Activity
Would you show every line from the records that holds "blue"?

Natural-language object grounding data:

● ● ● ●

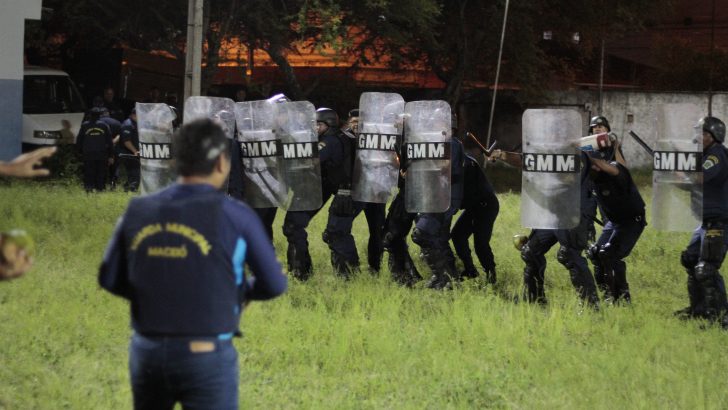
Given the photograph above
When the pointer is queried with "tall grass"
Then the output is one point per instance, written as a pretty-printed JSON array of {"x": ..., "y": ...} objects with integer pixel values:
[{"x": 366, "y": 343}]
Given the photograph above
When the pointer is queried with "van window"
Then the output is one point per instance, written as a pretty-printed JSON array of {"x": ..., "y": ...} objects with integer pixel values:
[{"x": 50, "y": 94}]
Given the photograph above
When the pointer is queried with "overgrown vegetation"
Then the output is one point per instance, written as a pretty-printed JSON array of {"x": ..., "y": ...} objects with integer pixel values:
[{"x": 366, "y": 343}]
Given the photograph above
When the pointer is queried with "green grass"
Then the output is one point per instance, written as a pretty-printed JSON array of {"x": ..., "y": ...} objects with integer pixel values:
[{"x": 366, "y": 343}]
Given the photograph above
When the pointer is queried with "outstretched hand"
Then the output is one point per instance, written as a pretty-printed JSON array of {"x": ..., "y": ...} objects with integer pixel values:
[
  {"x": 14, "y": 260},
  {"x": 26, "y": 165}
]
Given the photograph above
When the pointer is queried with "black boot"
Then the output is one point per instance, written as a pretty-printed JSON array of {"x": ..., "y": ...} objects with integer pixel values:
[
  {"x": 299, "y": 263},
  {"x": 490, "y": 276},
  {"x": 343, "y": 268}
]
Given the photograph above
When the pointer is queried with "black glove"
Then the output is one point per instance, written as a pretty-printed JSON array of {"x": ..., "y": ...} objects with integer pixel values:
[{"x": 342, "y": 205}]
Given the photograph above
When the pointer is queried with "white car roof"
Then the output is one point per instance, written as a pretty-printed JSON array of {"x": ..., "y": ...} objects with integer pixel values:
[{"x": 36, "y": 70}]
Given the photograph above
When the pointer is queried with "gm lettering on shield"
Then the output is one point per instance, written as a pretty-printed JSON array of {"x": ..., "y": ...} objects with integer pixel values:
[
  {"x": 676, "y": 161},
  {"x": 377, "y": 142},
  {"x": 154, "y": 151},
  {"x": 260, "y": 149},
  {"x": 427, "y": 150},
  {"x": 559, "y": 163},
  {"x": 299, "y": 150}
]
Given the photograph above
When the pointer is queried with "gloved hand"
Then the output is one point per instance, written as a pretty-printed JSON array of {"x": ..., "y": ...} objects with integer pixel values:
[
  {"x": 342, "y": 204},
  {"x": 591, "y": 233}
]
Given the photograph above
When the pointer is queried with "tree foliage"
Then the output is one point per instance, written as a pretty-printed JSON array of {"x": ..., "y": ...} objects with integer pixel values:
[{"x": 456, "y": 39}]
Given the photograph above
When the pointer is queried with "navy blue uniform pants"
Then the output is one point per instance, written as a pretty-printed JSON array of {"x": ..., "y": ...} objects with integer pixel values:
[
  {"x": 267, "y": 216},
  {"x": 375, "y": 215},
  {"x": 476, "y": 221},
  {"x": 614, "y": 244},
  {"x": 199, "y": 373},
  {"x": 702, "y": 260},
  {"x": 572, "y": 243},
  {"x": 94, "y": 174}
]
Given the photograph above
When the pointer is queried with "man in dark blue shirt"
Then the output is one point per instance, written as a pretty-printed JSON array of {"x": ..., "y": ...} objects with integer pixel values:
[
  {"x": 97, "y": 150},
  {"x": 623, "y": 209},
  {"x": 336, "y": 155},
  {"x": 129, "y": 146},
  {"x": 178, "y": 256},
  {"x": 706, "y": 251}
]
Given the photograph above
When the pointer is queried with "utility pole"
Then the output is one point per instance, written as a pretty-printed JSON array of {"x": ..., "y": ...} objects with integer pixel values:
[
  {"x": 497, "y": 75},
  {"x": 193, "y": 58}
]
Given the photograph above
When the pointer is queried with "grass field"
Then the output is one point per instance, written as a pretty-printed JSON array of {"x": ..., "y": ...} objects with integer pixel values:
[{"x": 364, "y": 344}]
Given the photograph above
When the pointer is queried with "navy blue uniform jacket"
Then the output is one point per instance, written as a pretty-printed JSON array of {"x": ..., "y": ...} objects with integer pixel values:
[{"x": 179, "y": 255}]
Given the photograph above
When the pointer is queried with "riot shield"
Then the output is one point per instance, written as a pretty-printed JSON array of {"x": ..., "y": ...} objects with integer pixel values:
[
  {"x": 376, "y": 166},
  {"x": 263, "y": 183},
  {"x": 550, "y": 190},
  {"x": 218, "y": 109},
  {"x": 155, "y": 125},
  {"x": 677, "y": 172},
  {"x": 299, "y": 155},
  {"x": 427, "y": 155}
]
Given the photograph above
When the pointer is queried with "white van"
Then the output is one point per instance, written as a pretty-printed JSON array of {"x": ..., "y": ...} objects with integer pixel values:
[{"x": 52, "y": 108}]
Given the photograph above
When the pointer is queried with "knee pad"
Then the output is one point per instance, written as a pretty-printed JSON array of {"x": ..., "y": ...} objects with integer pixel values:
[
  {"x": 387, "y": 241},
  {"x": 593, "y": 253},
  {"x": 713, "y": 248},
  {"x": 421, "y": 238},
  {"x": 562, "y": 256},
  {"x": 288, "y": 228},
  {"x": 606, "y": 254},
  {"x": 326, "y": 236},
  {"x": 688, "y": 261},
  {"x": 529, "y": 256},
  {"x": 705, "y": 272}
]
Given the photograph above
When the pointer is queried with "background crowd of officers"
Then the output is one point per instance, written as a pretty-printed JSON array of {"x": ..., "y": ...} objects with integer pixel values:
[{"x": 606, "y": 185}]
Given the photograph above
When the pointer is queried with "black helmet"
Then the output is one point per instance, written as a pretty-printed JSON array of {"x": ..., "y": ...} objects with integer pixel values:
[
  {"x": 599, "y": 120},
  {"x": 714, "y": 127},
  {"x": 328, "y": 117}
]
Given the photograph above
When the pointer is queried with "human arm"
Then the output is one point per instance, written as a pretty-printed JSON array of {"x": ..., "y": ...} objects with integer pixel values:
[
  {"x": 24, "y": 166},
  {"x": 14, "y": 259}
]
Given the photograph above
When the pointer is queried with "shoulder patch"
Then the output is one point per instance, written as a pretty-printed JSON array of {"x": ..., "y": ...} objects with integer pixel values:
[{"x": 710, "y": 162}]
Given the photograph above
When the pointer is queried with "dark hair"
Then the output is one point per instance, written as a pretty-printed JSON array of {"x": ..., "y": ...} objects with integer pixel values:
[{"x": 197, "y": 145}]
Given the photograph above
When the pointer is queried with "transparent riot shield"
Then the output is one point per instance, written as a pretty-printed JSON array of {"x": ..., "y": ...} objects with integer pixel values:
[
  {"x": 299, "y": 155},
  {"x": 427, "y": 155},
  {"x": 376, "y": 165},
  {"x": 677, "y": 173},
  {"x": 550, "y": 190},
  {"x": 263, "y": 183},
  {"x": 218, "y": 109},
  {"x": 155, "y": 125}
]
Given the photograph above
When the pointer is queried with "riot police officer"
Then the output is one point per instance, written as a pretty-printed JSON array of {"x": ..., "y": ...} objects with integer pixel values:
[
  {"x": 97, "y": 150},
  {"x": 129, "y": 145},
  {"x": 397, "y": 226},
  {"x": 335, "y": 154},
  {"x": 706, "y": 251},
  {"x": 622, "y": 207},
  {"x": 432, "y": 230},
  {"x": 480, "y": 209},
  {"x": 572, "y": 242},
  {"x": 373, "y": 212}
]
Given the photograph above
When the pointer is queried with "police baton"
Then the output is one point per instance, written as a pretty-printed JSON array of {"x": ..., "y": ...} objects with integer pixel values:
[
  {"x": 486, "y": 151},
  {"x": 128, "y": 156},
  {"x": 642, "y": 143}
]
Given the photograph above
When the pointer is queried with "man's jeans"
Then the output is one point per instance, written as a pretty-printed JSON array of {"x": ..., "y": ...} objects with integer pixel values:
[{"x": 199, "y": 372}]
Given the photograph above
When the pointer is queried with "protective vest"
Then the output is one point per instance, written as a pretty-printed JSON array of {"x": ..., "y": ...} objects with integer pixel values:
[{"x": 618, "y": 197}]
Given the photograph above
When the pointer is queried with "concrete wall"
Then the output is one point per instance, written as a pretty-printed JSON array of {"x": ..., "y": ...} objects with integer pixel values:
[
  {"x": 639, "y": 111},
  {"x": 13, "y": 14}
]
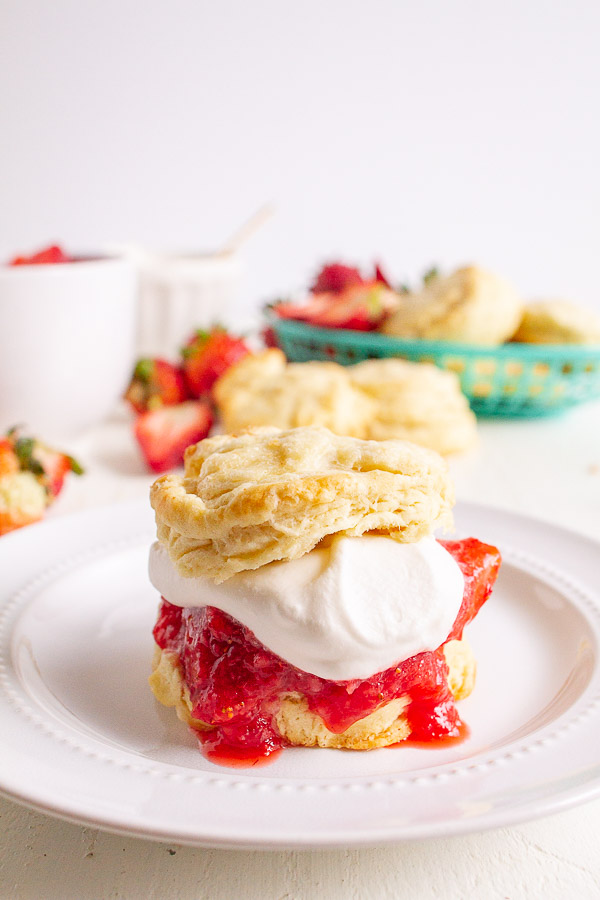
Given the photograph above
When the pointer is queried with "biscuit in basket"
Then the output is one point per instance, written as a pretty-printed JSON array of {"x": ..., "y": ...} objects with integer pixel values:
[
  {"x": 247, "y": 500},
  {"x": 416, "y": 402},
  {"x": 378, "y": 399},
  {"x": 470, "y": 305},
  {"x": 558, "y": 322}
]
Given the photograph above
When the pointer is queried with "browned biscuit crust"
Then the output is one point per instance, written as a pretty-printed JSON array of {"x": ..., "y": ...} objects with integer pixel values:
[{"x": 250, "y": 499}]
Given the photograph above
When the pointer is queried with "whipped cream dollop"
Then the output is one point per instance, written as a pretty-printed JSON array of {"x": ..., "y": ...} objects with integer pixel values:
[{"x": 347, "y": 610}]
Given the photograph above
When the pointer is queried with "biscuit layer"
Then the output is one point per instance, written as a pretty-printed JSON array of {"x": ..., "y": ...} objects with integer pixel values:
[{"x": 248, "y": 500}]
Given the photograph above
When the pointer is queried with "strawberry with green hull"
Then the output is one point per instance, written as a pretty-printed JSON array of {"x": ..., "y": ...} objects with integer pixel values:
[
  {"x": 207, "y": 355},
  {"x": 32, "y": 475},
  {"x": 165, "y": 432},
  {"x": 155, "y": 383}
]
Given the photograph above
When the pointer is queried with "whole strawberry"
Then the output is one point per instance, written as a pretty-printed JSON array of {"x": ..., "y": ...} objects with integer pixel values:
[
  {"x": 155, "y": 383},
  {"x": 335, "y": 278},
  {"x": 207, "y": 355}
]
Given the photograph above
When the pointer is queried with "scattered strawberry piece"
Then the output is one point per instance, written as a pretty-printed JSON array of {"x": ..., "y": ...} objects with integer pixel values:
[
  {"x": 207, "y": 355},
  {"x": 380, "y": 278},
  {"x": 359, "y": 308},
  {"x": 164, "y": 433},
  {"x": 50, "y": 466},
  {"x": 335, "y": 278},
  {"x": 155, "y": 383},
  {"x": 53, "y": 254}
]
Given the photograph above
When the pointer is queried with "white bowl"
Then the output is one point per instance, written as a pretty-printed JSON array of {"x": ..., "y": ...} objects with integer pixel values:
[
  {"x": 180, "y": 293},
  {"x": 67, "y": 339}
]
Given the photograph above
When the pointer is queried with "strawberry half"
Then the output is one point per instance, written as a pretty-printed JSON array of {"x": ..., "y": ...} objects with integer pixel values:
[
  {"x": 53, "y": 254},
  {"x": 207, "y": 355},
  {"x": 49, "y": 466},
  {"x": 335, "y": 278},
  {"x": 155, "y": 383},
  {"x": 164, "y": 433}
]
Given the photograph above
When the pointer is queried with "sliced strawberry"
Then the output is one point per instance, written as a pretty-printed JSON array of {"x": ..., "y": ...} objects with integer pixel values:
[
  {"x": 154, "y": 383},
  {"x": 164, "y": 433},
  {"x": 335, "y": 278},
  {"x": 52, "y": 254},
  {"x": 360, "y": 308},
  {"x": 207, "y": 355},
  {"x": 56, "y": 466}
]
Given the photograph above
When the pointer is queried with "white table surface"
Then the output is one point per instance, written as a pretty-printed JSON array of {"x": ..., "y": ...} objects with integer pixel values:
[{"x": 547, "y": 468}]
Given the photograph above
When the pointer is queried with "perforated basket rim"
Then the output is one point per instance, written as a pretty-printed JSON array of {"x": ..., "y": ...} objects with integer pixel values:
[{"x": 374, "y": 341}]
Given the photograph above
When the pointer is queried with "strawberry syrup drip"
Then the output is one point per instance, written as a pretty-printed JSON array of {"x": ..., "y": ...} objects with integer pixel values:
[{"x": 235, "y": 683}]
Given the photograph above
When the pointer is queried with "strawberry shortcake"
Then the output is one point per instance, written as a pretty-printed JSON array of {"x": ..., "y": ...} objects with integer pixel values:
[{"x": 305, "y": 599}]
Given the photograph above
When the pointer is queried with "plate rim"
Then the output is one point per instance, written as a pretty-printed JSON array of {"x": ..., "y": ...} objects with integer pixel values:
[{"x": 555, "y": 801}]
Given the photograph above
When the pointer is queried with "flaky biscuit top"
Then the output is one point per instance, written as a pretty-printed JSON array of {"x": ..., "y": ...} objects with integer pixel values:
[{"x": 247, "y": 500}]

● ● ● ●

Answer section
When the pointer is queried with "navy blue uniform pants"
When the pointer is queried with "man in dark blue shirt"
When the pointer is queried with "navy blue uniform jacket"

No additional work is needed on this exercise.